_Challenge_
Convert the listing below into a JSON list of strings, with one string for each line and no blank lines.

_The input_
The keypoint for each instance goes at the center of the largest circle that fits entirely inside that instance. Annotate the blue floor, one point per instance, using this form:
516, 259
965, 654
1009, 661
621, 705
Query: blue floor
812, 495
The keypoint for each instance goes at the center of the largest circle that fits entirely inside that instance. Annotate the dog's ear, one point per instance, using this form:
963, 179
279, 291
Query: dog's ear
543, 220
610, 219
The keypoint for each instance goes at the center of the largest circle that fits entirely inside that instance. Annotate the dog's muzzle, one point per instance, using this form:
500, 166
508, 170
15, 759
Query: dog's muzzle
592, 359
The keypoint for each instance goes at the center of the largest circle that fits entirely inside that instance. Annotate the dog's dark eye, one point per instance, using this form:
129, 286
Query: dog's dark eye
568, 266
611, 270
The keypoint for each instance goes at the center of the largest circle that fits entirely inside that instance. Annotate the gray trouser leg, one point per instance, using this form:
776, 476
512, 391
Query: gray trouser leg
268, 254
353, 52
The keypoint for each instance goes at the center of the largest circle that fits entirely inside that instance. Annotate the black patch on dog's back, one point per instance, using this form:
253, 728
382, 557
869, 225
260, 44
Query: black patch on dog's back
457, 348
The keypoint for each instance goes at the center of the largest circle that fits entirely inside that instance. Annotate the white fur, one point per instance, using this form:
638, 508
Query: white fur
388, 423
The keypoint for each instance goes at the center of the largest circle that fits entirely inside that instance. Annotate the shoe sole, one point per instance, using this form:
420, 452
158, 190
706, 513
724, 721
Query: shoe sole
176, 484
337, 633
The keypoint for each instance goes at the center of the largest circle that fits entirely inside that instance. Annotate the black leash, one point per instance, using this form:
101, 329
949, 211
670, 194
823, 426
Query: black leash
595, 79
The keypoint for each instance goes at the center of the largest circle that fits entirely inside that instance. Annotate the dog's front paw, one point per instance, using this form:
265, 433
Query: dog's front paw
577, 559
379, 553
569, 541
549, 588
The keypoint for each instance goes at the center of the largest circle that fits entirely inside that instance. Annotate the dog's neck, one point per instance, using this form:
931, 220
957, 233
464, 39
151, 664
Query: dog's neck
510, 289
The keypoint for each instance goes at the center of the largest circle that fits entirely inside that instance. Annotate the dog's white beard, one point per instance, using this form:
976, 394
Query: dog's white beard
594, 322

_Result below_
[
  "The keypoint for each instance goes at the center of the largest circle that fits entirely inside that instance. Annotate the blue floor, one point per instance, using this form:",
  "516, 259",
  "965, 654",
  "1009, 661",
  "621, 705",
  "Query: blue floor",
  "812, 495",
  "The keypoint for each instance goes at the center of the largest circle that fits entirely inside that instance. Annotate the dog's ear, one point per instance, using this form:",
  "963, 179",
  "279, 291",
  "Query: dog's ear",
  "543, 220",
  "610, 219",
  "The keypoint for each instance goes at the center of the largest circle that fits entirely inside that instance. Annotate the dog's muzzle, one point per instance, using this form:",
  "500, 166",
  "508, 170",
  "15, 759",
  "Query: dog's muzzle",
  "592, 359",
  "The keypoint for each instance goes at the center of the largest circle that fits entirely inside that instance. Annotate the dog's dark eye, one point per instance, using this form:",
  "129, 286",
  "Query: dog's dark eye",
  "568, 266",
  "611, 270",
  "The keypoint for each instance goes at the center of the largest circle that fits entirely inside that instance. Annotate the gray trouser leg, one point per instance, using this form:",
  "776, 476",
  "512, 391",
  "Query: gray trouser leg",
  "268, 254",
  "353, 52",
  "The keypoint for each instance goes at the center of the largest circle that fits entirely inside that instance. Annotate the black patch on dog's back, one point per instance, using this form:",
  "253, 728",
  "382, 557",
  "869, 225",
  "260, 44",
  "Query: black patch on dog's back",
  "457, 348",
  "The keypoint for each instance goes at the center of the largest circle that fits entirely inside that instance. Annotate the white fur, one point per instance, using this form:",
  "638, 508",
  "Query: white fur",
  "388, 423",
  "The keypoint for each instance goes at the center of the largest circle that fits entirely inside that instance. Annotate the shoe sole, one point per instance, using this form:",
  "420, 452",
  "158, 190",
  "706, 513",
  "724, 721",
  "Query: shoe sole",
  "176, 484",
  "337, 633",
  "The keypoint for each instance goes at the center of the largest circle that fits entirely inside that instance. Annotate the black leash, one point per instance, using this form:",
  "101, 329",
  "949, 211",
  "670, 194",
  "823, 426",
  "Query: black leash",
  "595, 79",
  "The keypoint for each instance goes at the center of the largest circle that fits entirely inside that instance. Annotate the dog's front paw, one point per instance, using this form:",
  "265, 433",
  "Query: dog's front paw",
  "577, 559",
  "379, 553",
  "569, 541",
  "549, 588",
  "The keypoint for each instance goes at the center of the largest circle that fits entirely inside that instance. Annotate the dog's neck, one point per instance, using this form:",
  "931, 220",
  "957, 233",
  "464, 39",
  "151, 664",
  "Query: dog's neck",
  "510, 289",
  "The keypoint for each instance goes at the center of the largest circle that fits entirely inside that instance. Annotate the dog's white beard, one point per instance, using this form:",
  "976, 394",
  "Query: dog's white beard",
  "594, 322"
]